==== DATA EXCERPTS

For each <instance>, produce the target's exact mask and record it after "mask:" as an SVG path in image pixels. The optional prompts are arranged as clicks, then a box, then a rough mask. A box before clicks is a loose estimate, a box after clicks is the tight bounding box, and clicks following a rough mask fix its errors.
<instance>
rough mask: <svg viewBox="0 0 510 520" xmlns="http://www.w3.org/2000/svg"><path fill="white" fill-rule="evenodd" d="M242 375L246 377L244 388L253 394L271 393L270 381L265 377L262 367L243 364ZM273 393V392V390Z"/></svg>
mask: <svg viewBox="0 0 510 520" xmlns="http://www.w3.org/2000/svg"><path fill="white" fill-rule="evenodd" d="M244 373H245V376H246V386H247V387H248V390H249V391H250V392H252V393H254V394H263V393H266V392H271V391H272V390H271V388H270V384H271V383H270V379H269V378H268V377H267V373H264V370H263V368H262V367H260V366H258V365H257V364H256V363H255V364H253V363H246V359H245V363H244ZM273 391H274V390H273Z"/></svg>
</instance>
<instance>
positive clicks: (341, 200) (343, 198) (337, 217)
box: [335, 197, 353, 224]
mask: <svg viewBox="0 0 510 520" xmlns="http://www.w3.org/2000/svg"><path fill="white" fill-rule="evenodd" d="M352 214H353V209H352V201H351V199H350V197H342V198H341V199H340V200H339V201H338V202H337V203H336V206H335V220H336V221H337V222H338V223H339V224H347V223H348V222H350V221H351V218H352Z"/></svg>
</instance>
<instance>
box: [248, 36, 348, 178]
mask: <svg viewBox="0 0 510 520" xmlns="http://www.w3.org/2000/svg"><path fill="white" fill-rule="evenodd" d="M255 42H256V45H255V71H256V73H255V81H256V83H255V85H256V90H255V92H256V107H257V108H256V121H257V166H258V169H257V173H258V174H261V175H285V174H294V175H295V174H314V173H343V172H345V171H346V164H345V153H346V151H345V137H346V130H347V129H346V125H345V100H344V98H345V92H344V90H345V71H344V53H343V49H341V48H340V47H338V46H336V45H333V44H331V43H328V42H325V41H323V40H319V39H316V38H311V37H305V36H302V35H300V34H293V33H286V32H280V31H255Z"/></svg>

========

TASK. Transcribe every line of the data above verbatim, without changing a single character.

RESULT BELOW.
For each <instance>, produce the target's exact mask and record it after "mask:" as an SVG path in image pixels. The optional prompts are arranged as clicks, then a box, then a rough mask. A box before clicks is a loose estimate, a box after clicks is the tight bounding box, and clicks following a rough mask fix its errors.
<instance>
rough mask: <svg viewBox="0 0 510 520" xmlns="http://www.w3.org/2000/svg"><path fill="white" fill-rule="evenodd" d="M242 375L246 377L244 388L253 394L271 393L270 381L265 377L262 367L243 364ZM273 393V392V390Z"/></svg>
mask: <svg viewBox="0 0 510 520" xmlns="http://www.w3.org/2000/svg"><path fill="white" fill-rule="evenodd" d="M244 373H245V376H246V386H247V387H248V390H249V391H250V392H252V393H254V394H263V393H266V392H271V391H272V390H271V388H270V384H271V383H270V379H269V378H268V377H267V373H264V370H263V368H262V367H260V366H258V365H257V364H256V363H255V364H253V363H246V359H245V363H244ZM273 391H274V390H273Z"/></svg>
</instance>
<instance>
positive clicks: (341, 200) (343, 198) (337, 217)
box: [335, 197, 353, 224]
mask: <svg viewBox="0 0 510 520" xmlns="http://www.w3.org/2000/svg"><path fill="white" fill-rule="evenodd" d="M352 214H353V209H352V201H351V199H350V197H342V198H341V199H340V200H339V201H338V202H337V203H336V206H335V220H336V221H337V222H338V223H339V224H347V223H348V222H350V221H351V218H352Z"/></svg>
</instance>
<instance>
box: [248, 36, 348, 178]
mask: <svg viewBox="0 0 510 520" xmlns="http://www.w3.org/2000/svg"><path fill="white" fill-rule="evenodd" d="M255 42H256V45H255V71H256V73H255V81H256V83H255V85H256V90H255V92H256V107H257V108H256V121H257V166H258V169H257V173H258V174H261V175H285V174H294V175H295V174H314V173H343V172H345V171H346V164H345V153H346V151H345V137H346V130H347V129H346V125H345V100H344V98H345V92H344V90H345V71H344V53H343V49H341V48H340V47H338V46H336V45H333V44H331V43H328V42H325V41H323V40H319V39H316V38H311V37H305V36H302V35H300V34H293V33H286V32H280V31H255Z"/></svg>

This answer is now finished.